**CONSIGNE 1:**
Répondez brièvement aux questions suivantes d'après la page :
(a) Faute de quoi l'école n'a-t-elle pas pu donner les résultats désirables dans la première année ?
(b) Où peut-on consulter le tableau indicateur des mutations ?
(c) Au bout de combien d'années d'enseignement l'enfant sort-il de l'école ?
**CONSIGNE 2:** Reproduisez, s'il vous plaît, le passage de la page compris entre « Et remarquons que » et « l'apprentissage dans l'école. », bornes incluses.

Et remarquons que les jeunes gens ayant fait choix d'une spécialité n'y sont attachés que provisoirement. On les fait passer par différents genres de travaux pour reconnaître et pour qu'ils reconnaissent définitivement eux-mêmes ce à quoi ils sont le plus propres.

Telle qu'elle, l'école est d'ores et déjà suffisante pour savoir si le système est bon, et si les jeunes gens soumis à cet enseignement-là deviennent des sujets remarquables.

Eh bien, quiconque est bien informé peut dire que le résultat est tout à fait encourageant. Cette école est vraiment une pépinière d'ouvriers distingués.

Dans la première année elle n'a pas pu donner les résultats désirables, faute d'enseignants capables; car, pour le dire en passant, tant vaut l'homme qui dirige, tant vaut l'institution. Elle est maintenant en bonnes mains, et donne déjà amplement raison aux partisans de l'apprentissage dans l'école.

Malgré les hésitations des premiers temps, les élèves qui sont entrés dès le commencement et sont sortis après la troisième année pour entrer dans les ateliers, se sont montrés des sujets distingués au bout de quelques mois. Ils gagnent presque immédiatement le salaire moyen de l'ouvrier. Vous pouvez aller consulter, dans le pavillon de la Ville de Paris, un tableau indicateur des mutations. Vous verrez ce que devient chaque élève sorti de l'école dans quelle maison il est entré, ce qu'il y gagne et quel est son âge. Là est la preuve qu'ils sont tous en état de gagner leur vie dès le commencement de leur existence ouvrière.

Je n'attache pas grande importance à cette preuve-là; elle est pour moi secondaire. L'essentiel est de savoir si l'enfant qui sort de là après trois années d'enseignement est supérieur à l'enfant qui a fait trois ans dans les ateliers. Eh bien, je dis qu'il est supérieur, incomparablement supérieur.

D'abord, l'enfant entré dans l'une des rares maisons où l'on fait encore des apprentis et qui y a passé trois ans, non-seulement n'a pas sérieusement appris le métier, mais il ne sait rien autre chose. Et ce qui pis est, il a désappris beaucoup de ce qu'on lui avait enseigné à l'école; ce qui est pire encore, c'est qu'il a subi dans l'atelier des influences plutôt malsaines que bienfaisantes; son apprentissage mal fait l'a découragé, déconcerté, et il ne sera toute sa vie qu'un ouvrier médiocre; tandis que l'élève de l'école entrant dans l'atelier à un âge où il peut se défendre, y entrant muni de savoir général et spécial, ayant d'ailleurs fait consciencieusement choix de son métier, s'y trouve dans des conditions bien meilleures.

**DONNÉES FOURNIES:**

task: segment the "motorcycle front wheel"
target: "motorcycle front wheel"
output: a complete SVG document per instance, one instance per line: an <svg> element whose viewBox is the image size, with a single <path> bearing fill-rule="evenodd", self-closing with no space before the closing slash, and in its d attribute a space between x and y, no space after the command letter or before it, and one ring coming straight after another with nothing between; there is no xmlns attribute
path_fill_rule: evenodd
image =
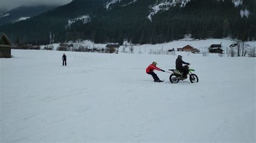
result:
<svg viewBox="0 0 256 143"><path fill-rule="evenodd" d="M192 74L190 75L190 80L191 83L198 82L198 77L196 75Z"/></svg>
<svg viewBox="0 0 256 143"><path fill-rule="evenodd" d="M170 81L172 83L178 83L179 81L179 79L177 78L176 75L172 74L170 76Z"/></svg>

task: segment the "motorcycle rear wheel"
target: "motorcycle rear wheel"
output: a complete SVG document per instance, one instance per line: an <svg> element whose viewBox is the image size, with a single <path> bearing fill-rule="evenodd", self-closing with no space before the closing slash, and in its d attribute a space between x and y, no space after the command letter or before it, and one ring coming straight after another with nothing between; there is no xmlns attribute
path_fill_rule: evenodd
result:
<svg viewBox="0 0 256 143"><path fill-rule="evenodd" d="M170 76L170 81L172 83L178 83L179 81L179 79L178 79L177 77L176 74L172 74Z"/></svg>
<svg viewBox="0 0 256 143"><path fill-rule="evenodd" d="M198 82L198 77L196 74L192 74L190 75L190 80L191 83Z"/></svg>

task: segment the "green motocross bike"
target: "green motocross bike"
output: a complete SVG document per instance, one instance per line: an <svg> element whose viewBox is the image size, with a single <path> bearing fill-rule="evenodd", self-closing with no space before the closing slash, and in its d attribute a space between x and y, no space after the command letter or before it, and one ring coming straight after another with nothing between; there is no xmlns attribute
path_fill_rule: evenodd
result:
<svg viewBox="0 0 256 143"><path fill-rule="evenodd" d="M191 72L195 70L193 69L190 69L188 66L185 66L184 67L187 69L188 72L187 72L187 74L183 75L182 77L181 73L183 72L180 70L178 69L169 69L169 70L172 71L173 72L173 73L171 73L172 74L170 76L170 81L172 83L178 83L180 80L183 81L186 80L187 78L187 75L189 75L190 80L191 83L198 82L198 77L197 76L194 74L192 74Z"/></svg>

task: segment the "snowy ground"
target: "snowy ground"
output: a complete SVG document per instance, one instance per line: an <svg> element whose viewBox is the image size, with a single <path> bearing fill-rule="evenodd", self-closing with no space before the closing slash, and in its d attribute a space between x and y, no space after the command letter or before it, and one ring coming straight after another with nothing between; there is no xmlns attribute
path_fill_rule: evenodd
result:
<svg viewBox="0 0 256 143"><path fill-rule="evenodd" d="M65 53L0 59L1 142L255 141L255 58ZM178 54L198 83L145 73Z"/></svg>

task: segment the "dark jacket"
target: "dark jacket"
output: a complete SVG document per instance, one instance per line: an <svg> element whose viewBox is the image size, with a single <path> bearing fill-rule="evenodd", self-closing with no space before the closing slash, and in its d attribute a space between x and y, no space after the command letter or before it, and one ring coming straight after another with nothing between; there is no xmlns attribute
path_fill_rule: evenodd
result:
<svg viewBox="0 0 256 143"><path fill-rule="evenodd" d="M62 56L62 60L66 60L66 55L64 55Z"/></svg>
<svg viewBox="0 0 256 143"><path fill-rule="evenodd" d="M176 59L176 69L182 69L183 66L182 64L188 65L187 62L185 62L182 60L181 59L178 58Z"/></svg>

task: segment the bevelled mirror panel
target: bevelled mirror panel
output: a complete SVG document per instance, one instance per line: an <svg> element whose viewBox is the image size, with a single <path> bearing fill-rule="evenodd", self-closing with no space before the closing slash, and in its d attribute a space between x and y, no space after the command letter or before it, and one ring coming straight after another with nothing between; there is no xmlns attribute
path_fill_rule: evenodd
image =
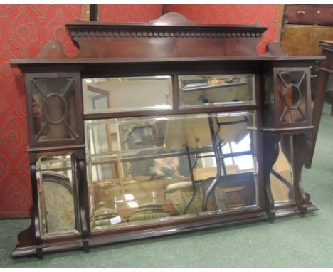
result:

**RÉPONSE 1:**
(a) Faute d'enseignants capables.
(b) Dans le pavillon de la Ville de Paris.
(c) Au bout de trois années.

**RÉPONSE 2:**
Et remarquons que les jeunes gens ayant fait choix d'une spécialité n'y sont attachés que provisoirement. On les fait passer par différents genres de travaux pour reconnaître et pour qu'ils reconnaissent définitivement eux-mêmes ce à quoi ils sont le plus propres.

Telle qu'elle, l'école est d'ores et déjà suffisante pour savoir si le système est bon, et si les jeunes gens soumis à cet enseignement-là deviennent des sujets remarquables.

Eh bien, quiconque est bien informé peut dire que le résultat est tout à fait encourageant. Cette école est vraiment une pépinière d'ouvriers distingués.

Dans la première année elle n'a pas pu donner les résultats désirables, faute d'enseignants capables; car, pour le dire en passant, tant vaut l'homme qui dirige, tant vaut l'institution. Elle est maintenant en bonnes mains, et donne déjà amplement raison aux partisans de l'apprentissage dans l'école.